* _Texto fornecido_:
----------
É uma espécie de prisão extremamente criticada, mas bastante utilizada. Entre os argumentos que apontam para a inconstitucionalidade da prisão temporária, constam: 1) a inconstitucionalidade formal, pois foi criada pela medida provisória nº 111/1989 e depois convertida na Lei nº 7.960, de 21 de dezembro de 1989, quando a Constituição dita que é matéria privativa da União legislar sobre matéria penal e processual penal (art. 22, I, da CF/88); e 2) a inconstitucionalidade material seria, na verdade, uma prisão para averiguação, em que se prende primeiro para depois investigar os fatos, violando o princípio da presunção de inocência.[2]
Para que a prisão temporária tenha cabimento é imprescindível que seja constatada sua extrema necessidade para o curso das investigações policiais, não bastando meras alegações genéricas para fundamentar tal imposição, sob pena de nulidade da decisão.
----------
* _Dados exibidos_:
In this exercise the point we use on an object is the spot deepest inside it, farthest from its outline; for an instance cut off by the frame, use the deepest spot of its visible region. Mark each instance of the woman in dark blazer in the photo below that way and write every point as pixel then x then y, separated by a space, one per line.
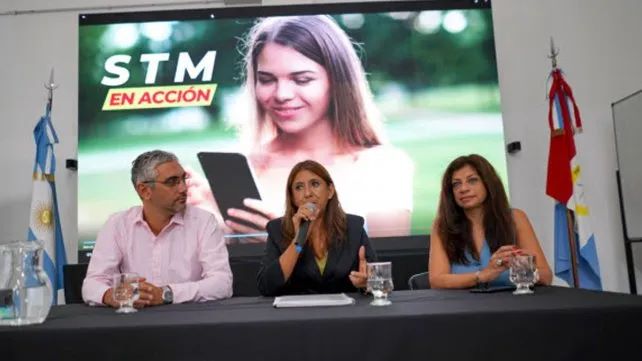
pixel 331 255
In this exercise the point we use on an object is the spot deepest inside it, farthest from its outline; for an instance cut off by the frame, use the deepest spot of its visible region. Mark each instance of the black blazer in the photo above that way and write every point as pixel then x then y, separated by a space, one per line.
pixel 306 278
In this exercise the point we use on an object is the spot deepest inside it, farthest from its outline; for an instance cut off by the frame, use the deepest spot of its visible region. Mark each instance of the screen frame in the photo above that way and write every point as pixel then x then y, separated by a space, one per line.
pixel 278 10
pixel 399 244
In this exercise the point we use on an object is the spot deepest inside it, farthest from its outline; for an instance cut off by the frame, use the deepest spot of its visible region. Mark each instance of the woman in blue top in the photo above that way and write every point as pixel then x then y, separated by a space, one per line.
pixel 476 231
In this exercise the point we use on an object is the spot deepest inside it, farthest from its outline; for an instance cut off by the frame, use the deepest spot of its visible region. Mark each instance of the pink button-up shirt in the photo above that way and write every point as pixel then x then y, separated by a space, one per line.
pixel 189 255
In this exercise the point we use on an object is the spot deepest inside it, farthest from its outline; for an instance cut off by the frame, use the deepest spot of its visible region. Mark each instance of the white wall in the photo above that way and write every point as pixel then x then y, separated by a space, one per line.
pixel 600 53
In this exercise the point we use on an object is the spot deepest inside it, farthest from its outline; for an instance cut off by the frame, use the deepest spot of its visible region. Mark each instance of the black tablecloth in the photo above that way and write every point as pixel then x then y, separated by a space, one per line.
pixel 553 324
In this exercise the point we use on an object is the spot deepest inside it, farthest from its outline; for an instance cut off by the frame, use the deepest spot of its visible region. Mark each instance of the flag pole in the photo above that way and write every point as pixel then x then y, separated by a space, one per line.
pixel 50 86
pixel 570 217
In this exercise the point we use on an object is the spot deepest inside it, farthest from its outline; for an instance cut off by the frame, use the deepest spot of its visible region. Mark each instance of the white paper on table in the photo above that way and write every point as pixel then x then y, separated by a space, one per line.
pixel 333 299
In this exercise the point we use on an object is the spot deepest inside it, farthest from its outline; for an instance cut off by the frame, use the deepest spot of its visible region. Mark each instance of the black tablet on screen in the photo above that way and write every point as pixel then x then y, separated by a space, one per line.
pixel 231 180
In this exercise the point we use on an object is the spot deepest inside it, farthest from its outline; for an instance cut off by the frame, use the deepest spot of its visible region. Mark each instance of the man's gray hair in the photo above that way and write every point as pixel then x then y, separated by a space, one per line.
pixel 144 166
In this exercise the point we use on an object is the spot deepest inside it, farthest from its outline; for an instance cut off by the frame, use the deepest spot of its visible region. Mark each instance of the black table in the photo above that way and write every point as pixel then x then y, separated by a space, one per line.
pixel 553 324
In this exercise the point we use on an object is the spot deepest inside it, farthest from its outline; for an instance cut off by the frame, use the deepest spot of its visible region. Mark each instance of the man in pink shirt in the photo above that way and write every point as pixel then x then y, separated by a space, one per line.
pixel 178 250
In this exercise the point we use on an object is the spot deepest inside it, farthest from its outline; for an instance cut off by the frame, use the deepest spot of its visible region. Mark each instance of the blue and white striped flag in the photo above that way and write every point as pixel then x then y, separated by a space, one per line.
pixel 576 259
pixel 44 220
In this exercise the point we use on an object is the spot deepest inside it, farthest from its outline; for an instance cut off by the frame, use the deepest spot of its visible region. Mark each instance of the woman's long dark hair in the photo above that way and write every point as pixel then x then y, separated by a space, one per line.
pixel 454 227
pixel 334 218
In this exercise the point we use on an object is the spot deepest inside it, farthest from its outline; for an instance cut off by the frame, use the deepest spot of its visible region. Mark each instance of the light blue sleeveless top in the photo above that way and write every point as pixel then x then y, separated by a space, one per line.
pixel 474 265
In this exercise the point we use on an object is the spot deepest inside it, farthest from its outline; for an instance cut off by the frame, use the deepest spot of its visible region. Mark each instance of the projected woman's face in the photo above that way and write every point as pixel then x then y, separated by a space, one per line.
pixel 292 89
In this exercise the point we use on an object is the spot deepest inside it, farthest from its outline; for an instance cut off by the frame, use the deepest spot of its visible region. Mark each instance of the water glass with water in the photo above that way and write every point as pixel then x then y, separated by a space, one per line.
pixel 125 291
pixel 380 282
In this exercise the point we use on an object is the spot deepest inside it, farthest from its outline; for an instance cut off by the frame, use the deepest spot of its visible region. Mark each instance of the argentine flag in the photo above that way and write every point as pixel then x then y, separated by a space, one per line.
pixel 564 184
pixel 44 220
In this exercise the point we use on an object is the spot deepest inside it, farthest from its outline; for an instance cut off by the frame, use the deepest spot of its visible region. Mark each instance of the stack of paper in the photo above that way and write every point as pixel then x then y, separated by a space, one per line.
pixel 334 299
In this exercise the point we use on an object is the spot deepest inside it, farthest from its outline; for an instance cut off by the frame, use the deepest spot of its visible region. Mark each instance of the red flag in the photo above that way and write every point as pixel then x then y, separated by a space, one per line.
pixel 559 181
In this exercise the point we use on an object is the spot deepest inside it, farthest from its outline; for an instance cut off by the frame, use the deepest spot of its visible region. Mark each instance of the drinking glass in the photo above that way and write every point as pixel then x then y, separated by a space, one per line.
pixel 380 282
pixel 523 273
pixel 125 291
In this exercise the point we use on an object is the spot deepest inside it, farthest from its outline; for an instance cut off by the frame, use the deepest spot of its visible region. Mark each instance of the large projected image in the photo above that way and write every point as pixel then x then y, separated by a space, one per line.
pixel 384 97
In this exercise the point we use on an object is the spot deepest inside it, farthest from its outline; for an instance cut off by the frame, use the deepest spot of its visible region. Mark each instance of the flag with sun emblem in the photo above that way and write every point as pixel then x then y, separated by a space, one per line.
pixel 44 220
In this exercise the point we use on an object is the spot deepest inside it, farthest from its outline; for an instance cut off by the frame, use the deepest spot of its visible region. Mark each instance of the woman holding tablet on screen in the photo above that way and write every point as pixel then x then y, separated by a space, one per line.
pixel 309 99
pixel 476 231
pixel 315 247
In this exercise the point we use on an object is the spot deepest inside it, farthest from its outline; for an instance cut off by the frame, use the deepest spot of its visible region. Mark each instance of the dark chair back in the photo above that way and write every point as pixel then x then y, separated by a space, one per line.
pixel 73 275
pixel 419 281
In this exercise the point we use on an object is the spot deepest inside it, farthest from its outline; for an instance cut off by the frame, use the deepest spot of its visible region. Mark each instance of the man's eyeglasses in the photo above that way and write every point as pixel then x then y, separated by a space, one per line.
pixel 172 182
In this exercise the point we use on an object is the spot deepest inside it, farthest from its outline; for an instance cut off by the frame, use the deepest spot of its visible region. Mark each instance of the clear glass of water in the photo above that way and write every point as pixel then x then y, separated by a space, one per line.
pixel 523 273
pixel 380 282
pixel 125 291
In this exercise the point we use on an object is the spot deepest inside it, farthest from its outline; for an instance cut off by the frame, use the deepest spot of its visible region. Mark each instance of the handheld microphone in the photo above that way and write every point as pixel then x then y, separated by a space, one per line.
pixel 302 236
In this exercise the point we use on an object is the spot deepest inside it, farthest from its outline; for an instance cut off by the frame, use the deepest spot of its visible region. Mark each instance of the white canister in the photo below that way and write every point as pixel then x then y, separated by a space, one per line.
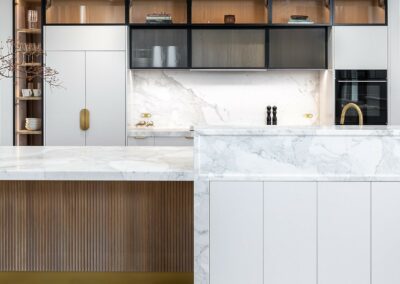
----------
* _Trabalho pedido_: Copie novamente o trecho do texto fornecido que começa em "É uma espécie" e termina depois de "nulidade da decisão.". Substitua "prisão temporária" por "detenção temporária".

* _Resposta completa_:
É uma espécie de prisão extremamente criticada, mas bastante utilizada. Entre os argumentos que apontam para a inconstitucionalidade da detenção temporária, constam: 1) a inconstitucionalidade formal, pois foi criada pela medida provisória nº 111/1989 e depois convertida na Lei nº 7.960, de 21 de dezembro de 1989, quando a Constituição dita que é matéria privativa da União legislar sobre matéria penal e processual penal (art. 22, I, da CF/88); e 2) a inconstitucionalidade material seria, na verdade, uma prisão para averiguação, em que se prende primeiro para depois investigar os fatos, violando o princípio da presunção de inocência.[2]
Para que a detenção temporária tenha cabimento é imprescindível que seja constatada sua extrema necessidade para o curso das investigações policiais, não bastando meras alegações genéricas para fundamentar tal imposição, sob pena de nulidade da decisão.